Format every one of the rows below as a numbered list, and omit any blank lines.

» **Material shown**
::::

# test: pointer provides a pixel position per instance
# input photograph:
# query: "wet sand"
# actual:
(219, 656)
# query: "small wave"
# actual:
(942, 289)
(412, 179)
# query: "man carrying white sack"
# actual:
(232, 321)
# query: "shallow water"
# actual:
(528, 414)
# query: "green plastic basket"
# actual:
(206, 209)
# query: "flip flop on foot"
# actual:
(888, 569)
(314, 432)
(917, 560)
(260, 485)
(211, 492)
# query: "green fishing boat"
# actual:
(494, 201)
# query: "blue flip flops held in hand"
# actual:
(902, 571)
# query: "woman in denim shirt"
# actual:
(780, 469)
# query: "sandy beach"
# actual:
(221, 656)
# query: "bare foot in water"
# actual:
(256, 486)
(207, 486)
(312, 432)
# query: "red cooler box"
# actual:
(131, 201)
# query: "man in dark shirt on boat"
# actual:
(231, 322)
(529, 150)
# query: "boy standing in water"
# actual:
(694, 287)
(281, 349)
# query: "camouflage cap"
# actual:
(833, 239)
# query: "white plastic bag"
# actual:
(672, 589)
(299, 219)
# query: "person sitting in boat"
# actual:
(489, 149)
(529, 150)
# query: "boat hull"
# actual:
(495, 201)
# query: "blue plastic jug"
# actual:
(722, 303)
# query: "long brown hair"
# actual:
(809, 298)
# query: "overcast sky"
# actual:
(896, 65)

::::

» **Expected output**
1. # test: pointer provides a pixel position per instance
2. # input photograph:
3. # query: "wet sand"
4. # actual:
5. (219, 656)
6. # query: "small wave"
7. # actual:
8. (942, 289)
9. (412, 179)
10. # query: "man carrying white sack"
11. # actual:
12. (232, 321)
13. # query: "shallow water"
14. # actual:
15. (528, 414)
16. # query: "green plastic basket"
17. # actual:
18. (206, 209)
19. # query: "flip flop on foot"
20. # actual:
21. (888, 569)
22. (314, 432)
23. (917, 560)
24. (260, 485)
25. (211, 492)
26. # query: "green fishing boat"
27. # actual:
28. (494, 201)
29. # query: "blue flip flops held in hand"
30. # actual:
31. (902, 571)
32. # query: "woman in denim shirt"
33. # actual:
34. (780, 469)
35. # query: "sandy beach"
36. # actual:
37. (221, 656)
38. # query: "bare foot in water"
39. # actual:
40. (256, 486)
41. (207, 486)
42. (312, 432)
43. # query: "red cooler box"
44. # actual:
45. (131, 201)
46. # query: "man in dark shirt on boat"
47. # actual:
48. (231, 322)
49. (529, 150)
50. # query: "boy standing in water"
51. # actual:
52. (694, 287)
53. (281, 349)
54. # query: "camouflage cap"
55. # actual:
56. (833, 239)
57. # query: "white plastic bag"
58. # actual:
59. (672, 589)
60. (299, 219)
61. # query: "person sitting in boat"
62. # actual:
63. (489, 149)
64. (529, 150)
65. # query: "boat hull"
66. # actual:
67. (495, 201)
68. # query: "blue plastic jug"
69. # actual:
70. (722, 303)
71. # query: "long brown hair"
72. # actual:
73. (809, 298)
74. # query: "overcast sky"
75. # actual:
76. (896, 65)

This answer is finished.